Stored data:

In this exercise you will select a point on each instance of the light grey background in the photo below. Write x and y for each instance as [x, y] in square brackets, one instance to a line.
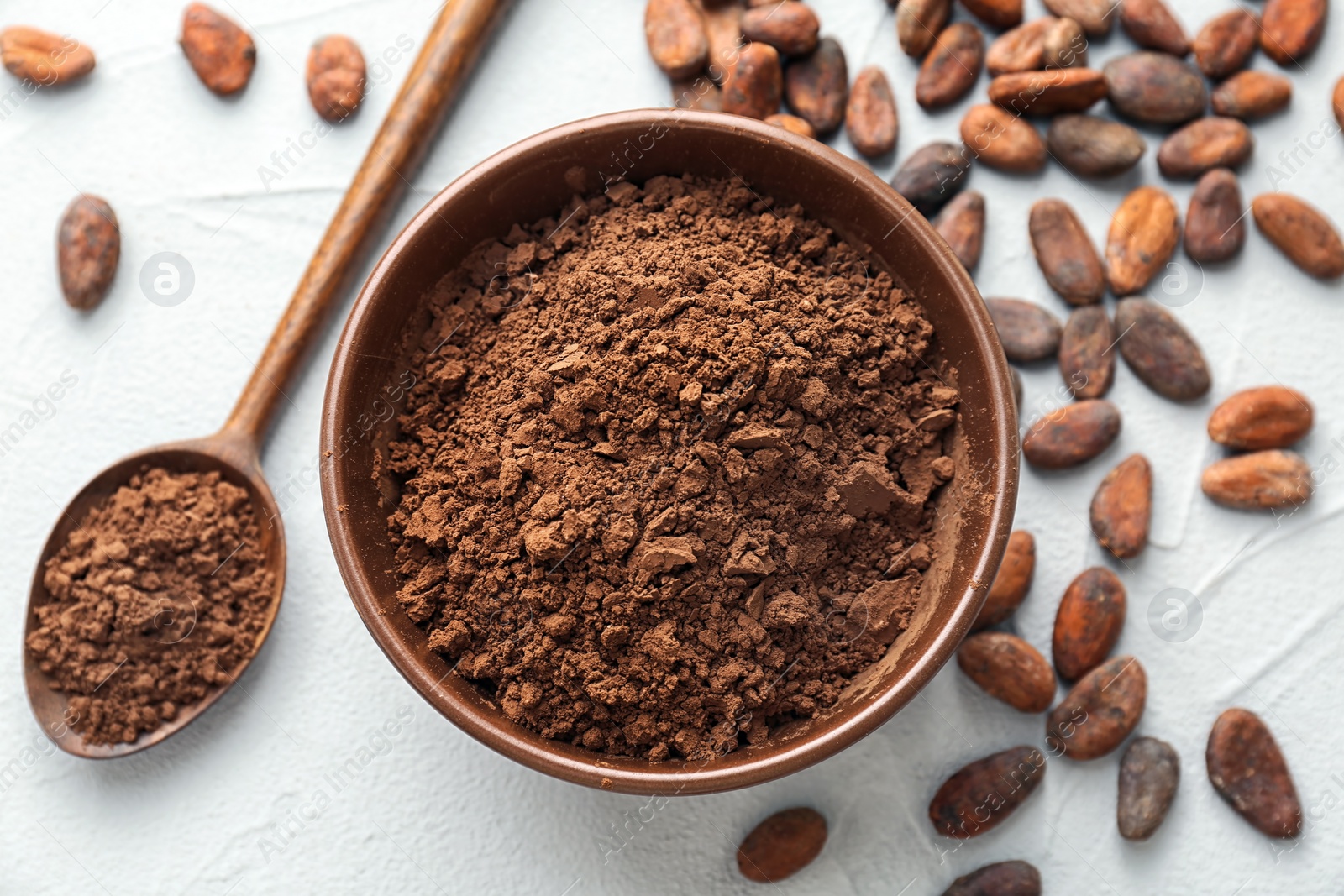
[440, 813]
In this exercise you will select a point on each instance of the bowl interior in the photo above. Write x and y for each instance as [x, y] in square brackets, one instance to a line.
[533, 181]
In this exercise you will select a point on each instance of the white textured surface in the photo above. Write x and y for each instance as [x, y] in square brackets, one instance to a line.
[440, 813]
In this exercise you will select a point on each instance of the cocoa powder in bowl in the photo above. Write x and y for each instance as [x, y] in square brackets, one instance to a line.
[667, 469]
[158, 594]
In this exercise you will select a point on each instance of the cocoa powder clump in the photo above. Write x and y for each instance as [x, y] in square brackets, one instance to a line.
[665, 474]
[155, 600]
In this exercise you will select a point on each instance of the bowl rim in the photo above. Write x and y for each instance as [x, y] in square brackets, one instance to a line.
[685, 777]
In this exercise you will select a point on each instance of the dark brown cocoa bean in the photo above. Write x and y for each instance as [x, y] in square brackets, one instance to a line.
[335, 76]
[1215, 226]
[1065, 253]
[754, 83]
[1155, 87]
[1225, 45]
[1001, 140]
[1149, 774]
[1122, 508]
[790, 27]
[1247, 770]
[1252, 94]
[222, 54]
[1072, 436]
[1205, 144]
[1100, 712]
[1153, 26]
[1088, 352]
[817, 87]
[918, 24]
[87, 250]
[1301, 233]
[1001, 879]
[1270, 479]
[46, 60]
[1093, 147]
[870, 117]
[1011, 584]
[983, 794]
[1261, 418]
[1093, 15]
[952, 66]
[783, 846]
[1088, 624]
[1010, 669]
[1047, 93]
[932, 176]
[1292, 29]
[963, 223]
[1142, 235]
[1160, 351]
[1027, 331]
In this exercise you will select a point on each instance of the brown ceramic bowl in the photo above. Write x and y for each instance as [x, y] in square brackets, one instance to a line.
[534, 179]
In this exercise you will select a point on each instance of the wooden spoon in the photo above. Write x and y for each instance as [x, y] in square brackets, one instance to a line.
[444, 62]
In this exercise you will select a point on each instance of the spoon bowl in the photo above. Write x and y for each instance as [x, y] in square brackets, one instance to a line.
[235, 459]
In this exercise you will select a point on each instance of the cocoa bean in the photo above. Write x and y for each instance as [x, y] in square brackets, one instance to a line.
[1160, 351]
[1010, 669]
[1270, 479]
[918, 24]
[336, 76]
[222, 54]
[1065, 253]
[1142, 235]
[963, 223]
[1152, 24]
[1155, 87]
[952, 66]
[1261, 418]
[46, 60]
[932, 175]
[87, 250]
[1088, 352]
[1301, 233]
[1001, 879]
[1225, 45]
[1072, 434]
[792, 123]
[1093, 15]
[996, 13]
[790, 27]
[1252, 94]
[1047, 93]
[817, 87]
[1027, 331]
[1203, 145]
[870, 117]
[1011, 584]
[754, 83]
[1215, 226]
[980, 795]
[1292, 29]
[1001, 140]
[783, 846]
[1093, 147]
[1122, 508]
[1100, 712]
[1088, 622]
[1149, 773]
[1247, 770]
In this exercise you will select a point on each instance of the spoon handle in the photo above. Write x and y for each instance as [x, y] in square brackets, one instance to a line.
[447, 58]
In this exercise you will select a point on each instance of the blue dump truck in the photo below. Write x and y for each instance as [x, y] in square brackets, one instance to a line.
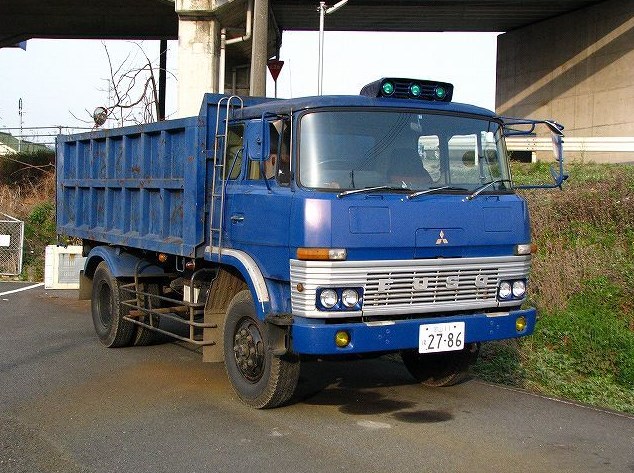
[269, 231]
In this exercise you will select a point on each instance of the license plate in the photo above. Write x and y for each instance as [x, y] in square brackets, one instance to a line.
[435, 338]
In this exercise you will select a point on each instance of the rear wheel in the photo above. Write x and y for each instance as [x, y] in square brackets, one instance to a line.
[107, 312]
[259, 378]
[440, 369]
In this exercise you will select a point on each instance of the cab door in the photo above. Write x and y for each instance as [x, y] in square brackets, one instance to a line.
[258, 205]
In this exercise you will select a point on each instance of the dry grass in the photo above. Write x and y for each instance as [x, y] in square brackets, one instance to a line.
[19, 200]
[583, 232]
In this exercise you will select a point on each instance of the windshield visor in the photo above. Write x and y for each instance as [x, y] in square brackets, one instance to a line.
[346, 150]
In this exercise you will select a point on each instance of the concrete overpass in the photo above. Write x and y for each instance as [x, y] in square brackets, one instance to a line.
[570, 59]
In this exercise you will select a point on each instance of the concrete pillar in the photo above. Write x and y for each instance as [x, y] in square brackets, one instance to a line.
[259, 48]
[576, 68]
[198, 51]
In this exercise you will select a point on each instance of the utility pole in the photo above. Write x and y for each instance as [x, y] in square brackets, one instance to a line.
[259, 48]
[323, 11]
[20, 113]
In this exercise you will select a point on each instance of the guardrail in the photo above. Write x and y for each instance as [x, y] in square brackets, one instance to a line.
[624, 144]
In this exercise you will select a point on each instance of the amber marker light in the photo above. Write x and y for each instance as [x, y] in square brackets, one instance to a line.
[342, 339]
[520, 324]
[321, 254]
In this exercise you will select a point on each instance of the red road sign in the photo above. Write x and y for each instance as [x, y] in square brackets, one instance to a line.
[275, 66]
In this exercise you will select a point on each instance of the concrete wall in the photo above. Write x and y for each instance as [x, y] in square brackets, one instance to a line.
[577, 68]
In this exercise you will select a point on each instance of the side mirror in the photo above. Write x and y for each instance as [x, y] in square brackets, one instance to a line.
[256, 140]
[524, 127]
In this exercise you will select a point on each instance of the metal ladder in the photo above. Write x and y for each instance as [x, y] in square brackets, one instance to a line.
[218, 178]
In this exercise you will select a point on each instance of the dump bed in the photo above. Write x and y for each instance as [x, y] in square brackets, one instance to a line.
[142, 186]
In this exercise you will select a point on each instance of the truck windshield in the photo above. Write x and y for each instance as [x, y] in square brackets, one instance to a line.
[412, 151]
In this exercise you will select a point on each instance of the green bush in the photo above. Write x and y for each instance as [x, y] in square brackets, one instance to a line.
[582, 283]
[21, 169]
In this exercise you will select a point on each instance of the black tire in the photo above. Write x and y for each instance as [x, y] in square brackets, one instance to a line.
[259, 378]
[144, 336]
[107, 313]
[440, 369]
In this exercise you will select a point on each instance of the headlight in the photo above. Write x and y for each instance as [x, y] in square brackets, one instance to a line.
[505, 290]
[519, 289]
[350, 298]
[328, 298]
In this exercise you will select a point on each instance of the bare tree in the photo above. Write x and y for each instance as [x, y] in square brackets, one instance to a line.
[133, 94]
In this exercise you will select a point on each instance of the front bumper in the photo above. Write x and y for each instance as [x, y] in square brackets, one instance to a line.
[310, 337]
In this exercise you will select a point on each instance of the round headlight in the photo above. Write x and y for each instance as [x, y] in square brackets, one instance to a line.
[519, 289]
[505, 290]
[350, 298]
[328, 298]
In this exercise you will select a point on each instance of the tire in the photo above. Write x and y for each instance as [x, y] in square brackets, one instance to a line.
[259, 378]
[143, 336]
[107, 313]
[440, 369]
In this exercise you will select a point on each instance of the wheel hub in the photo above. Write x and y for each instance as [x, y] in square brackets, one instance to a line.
[248, 349]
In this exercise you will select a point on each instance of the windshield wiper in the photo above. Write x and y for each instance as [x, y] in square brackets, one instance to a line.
[368, 189]
[484, 187]
[435, 189]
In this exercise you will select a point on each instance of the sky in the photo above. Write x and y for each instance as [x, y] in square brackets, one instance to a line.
[61, 82]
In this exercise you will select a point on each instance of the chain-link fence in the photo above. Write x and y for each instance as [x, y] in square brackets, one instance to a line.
[11, 245]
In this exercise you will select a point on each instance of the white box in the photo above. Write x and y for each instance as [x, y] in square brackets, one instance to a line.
[62, 266]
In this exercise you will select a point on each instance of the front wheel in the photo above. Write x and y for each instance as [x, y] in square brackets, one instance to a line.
[259, 378]
[440, 369]
[107, 312]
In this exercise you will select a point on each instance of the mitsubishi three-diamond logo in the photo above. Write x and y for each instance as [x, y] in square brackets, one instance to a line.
[441, 239]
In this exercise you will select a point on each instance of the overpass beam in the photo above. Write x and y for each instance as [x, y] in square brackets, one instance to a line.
[198, 51]
[576, 68]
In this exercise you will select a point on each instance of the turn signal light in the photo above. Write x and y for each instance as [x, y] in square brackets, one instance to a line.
[342, 339]
[322, 254]
[520, 324]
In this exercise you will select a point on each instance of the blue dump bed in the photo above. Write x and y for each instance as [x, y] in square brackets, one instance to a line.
[141, 186]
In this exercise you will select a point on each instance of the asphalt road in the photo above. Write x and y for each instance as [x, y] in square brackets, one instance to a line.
[68, 404]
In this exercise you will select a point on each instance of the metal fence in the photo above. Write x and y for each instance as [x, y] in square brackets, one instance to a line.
[11, 245]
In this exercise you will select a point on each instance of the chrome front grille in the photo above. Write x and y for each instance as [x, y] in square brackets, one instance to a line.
[407, 287]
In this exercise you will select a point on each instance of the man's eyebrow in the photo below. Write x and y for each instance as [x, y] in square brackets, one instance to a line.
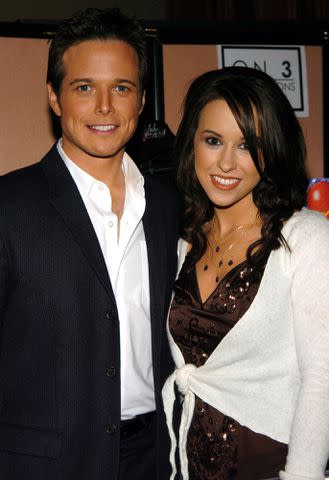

What is being asked
Please restate word for word each line from the one containing "of the asphalt" to the end of the data above, without the pictures.

Answer to the problem
In this exercise you will select a point on each instance of the asphalt road in the photo above. Write x and y for each instance as [x, y] in square brackets, one instance to a line.
[68, 404]
In this exercise you will select a point on each instance of the metal fence in the photo above. Write x and y for each instance as [x, y] in square brackets, one instance to a line.
[11, 245]
In this exercise you will select a point on each instance of the chrome front grille in the photo above. Write x and y for each instance as [x, y] in square brackets, one instance to a line.
[407, 287]
In this exercise you will select a point on each instance of the man's eyebrow in the photo below. Write x and y for each instance as [x, y] in square brackets, one instance to a line.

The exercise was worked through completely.